'''

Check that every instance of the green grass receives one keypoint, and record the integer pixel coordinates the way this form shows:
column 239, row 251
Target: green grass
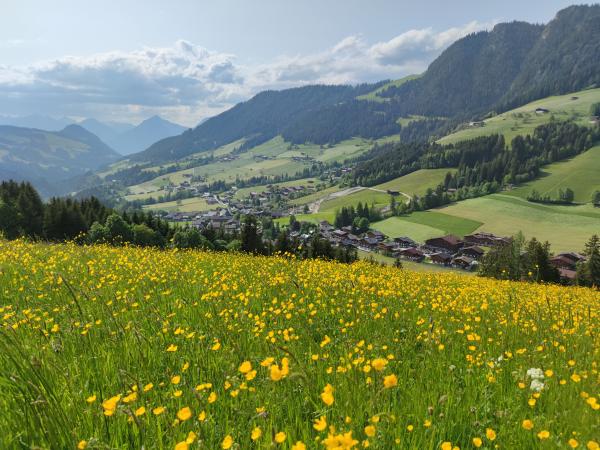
column 567, row 228
column 410, row 265
column 373, row 96
column 93, row 340
column 522, row 120
column 416, row 183
column 423, row 225
column 185, row 205
column 582, row 174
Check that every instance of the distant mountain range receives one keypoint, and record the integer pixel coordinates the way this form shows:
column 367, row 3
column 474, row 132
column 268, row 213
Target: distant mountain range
column 128, row 139
column 47, row 158
column 485, row 72
column 122, row 137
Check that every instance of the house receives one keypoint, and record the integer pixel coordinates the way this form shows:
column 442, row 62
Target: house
column 486, row 239
column 447, row 244
column 464, row 262
column 387, row 248
column 474, row 252
column 412, row 254
column 567, row 260
column 567, row 275
column 405, row 242
column 443, row 259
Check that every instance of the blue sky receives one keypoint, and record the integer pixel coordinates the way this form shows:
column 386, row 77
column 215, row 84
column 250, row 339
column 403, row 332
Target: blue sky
column 185, row 60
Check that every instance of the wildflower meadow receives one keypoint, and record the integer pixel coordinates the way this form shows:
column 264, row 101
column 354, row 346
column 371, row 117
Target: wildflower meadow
column 118, row 348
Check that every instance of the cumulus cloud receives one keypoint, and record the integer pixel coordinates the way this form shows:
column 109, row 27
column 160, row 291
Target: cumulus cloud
column 186, row 82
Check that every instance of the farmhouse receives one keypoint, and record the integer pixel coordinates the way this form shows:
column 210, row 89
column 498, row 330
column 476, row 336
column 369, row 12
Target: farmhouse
column 442, row 259
column 486, row 239
column 474, row 252
column 449, row 243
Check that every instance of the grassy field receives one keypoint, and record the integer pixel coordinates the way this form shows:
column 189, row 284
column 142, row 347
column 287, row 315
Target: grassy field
column 185, row 205
column 115, row 348
column 423, row 225
column 565, row 227
column 522, row 121
column 410, row 265
column 582, row 174
column 411, row 184
column 252, row 163
column 374, row 95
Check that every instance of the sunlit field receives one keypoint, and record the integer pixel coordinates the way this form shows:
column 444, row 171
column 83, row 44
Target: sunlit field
column 118, row 348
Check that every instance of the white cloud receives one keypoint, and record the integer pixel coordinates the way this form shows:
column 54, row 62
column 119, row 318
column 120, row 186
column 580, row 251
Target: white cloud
column 186, row 82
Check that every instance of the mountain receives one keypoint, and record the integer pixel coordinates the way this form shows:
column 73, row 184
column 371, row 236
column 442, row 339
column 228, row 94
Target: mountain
column 127, row 139
column 513, row 63
column 46, row 157
column 259, row 119
column 37, row 121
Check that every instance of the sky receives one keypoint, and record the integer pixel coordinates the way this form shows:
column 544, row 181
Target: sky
column 187, row 60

'''

* [SET TASK]: Rename "keypoint" to "marker" everywhere in the listing above and give it again with nothing else changed. Leave the pictures out.

* [EXPECTED OUTPUT]:
Check that every instance of the green grass receives one marker, and record the integer pixel coordinates the way this form shows:
column 239, row 251
Target: green grass
column 567, row 228
column 410, row 265
column 373, row 96
column 93, row 340
column 522, row 120
column 416, row 183
column 423, row 225
column 185, row 205
column 582, row 174
Check that every instance of the distant mountain range receives one marker, and record the integer pixel coordinates the way this form shows:
column 367, row 3
column 474, row 132
column 268, row 213
Target: distant mountain range
column 128, row 139
column 47, row 158
column 485, row 72
column 122, row 137
Check that every instance of the house receives one marker, and record the integer pixel coordinates the way this form shows:
column 442, row 62
Target: house
column 486, row 239
column 447, row 244
column 464, row 262
column 387, row 248
column 474, row 252
column 412, row 254
column 567, row 260
column 567, row 275
column 405, row 242
column 443, row 259
Check that every instance of the blue sky receives one marker, and record the integer pixel coordinates the way this form shows:
column 386, row 77
column 215, row 84
column 250, row 339
column 403, row 332
Target: blue sky
column 185, row 60
Check that every instance of the wildflower meadow receives one marker, and record the integer pixel coordinates the way this form shows:
column 264, row 101
column 354, row 346
column 371, row 117
Target: wildflower meadow
column 118, row 348
Check that every instance of the cumulus cloud receives one marker, and record the integer pixel coordinates the way this form shows:
column 109, row 27
column 160, row 291
Target: cumulus cloud
column 186, row 82
Check that every instance of the farmhouse receives one marker, and record the integer pixel coordinates the way this form shows:
column 210, row 89
column 498, row 330
column 476, row 336
column 369, row 12
Target: farmhouse
column 442, row 259
column 486, row 239
column 474, row 252
column 449, row 243
Check that every instance of the grassy field receives one marker, and record the integer pixel coordinates the way this form shows:
column 189, row 284
column 142, row 347
column 287, row 315
Target: grassy field
column 185, row 205
column 115, row 348
column 423, row 225
column 565, row 227
column 522, row 121
column 410, row 265
column 582, row 174
column 411, row 184
column 252, row 163
column 374, row 95
Check that every instance of the sunlit field receives one marker, and record the integer pixel coordinates the way this form shows:
column 444, row 171
column 83, row 44
Target: sunlit field
column 118, row 348
Check that every instance of the white cloud receives one marker, and record the integer pixel coordinates the way this form shows:
column 54, row 62
column 119, row 318
column 120, row 186
column 580, row 251
Target: white cloud
column 186, row 82
Check that every instance of the mountain receives one marker, and record the integer pixel coordinates the way this form shows:
column 73, row 184
column 371, row 236
column 442, row 339
column 228, row 94
Target: mountain
column 127, row 139
column 513, row 63
column 46, row 157
column 259, row 119
column 37, row 121
Check that every instance of the sky receives one marker, and record the integer pixel coordinates the way this form shows:
column 544, row 181
Target: sky
column 187, row 60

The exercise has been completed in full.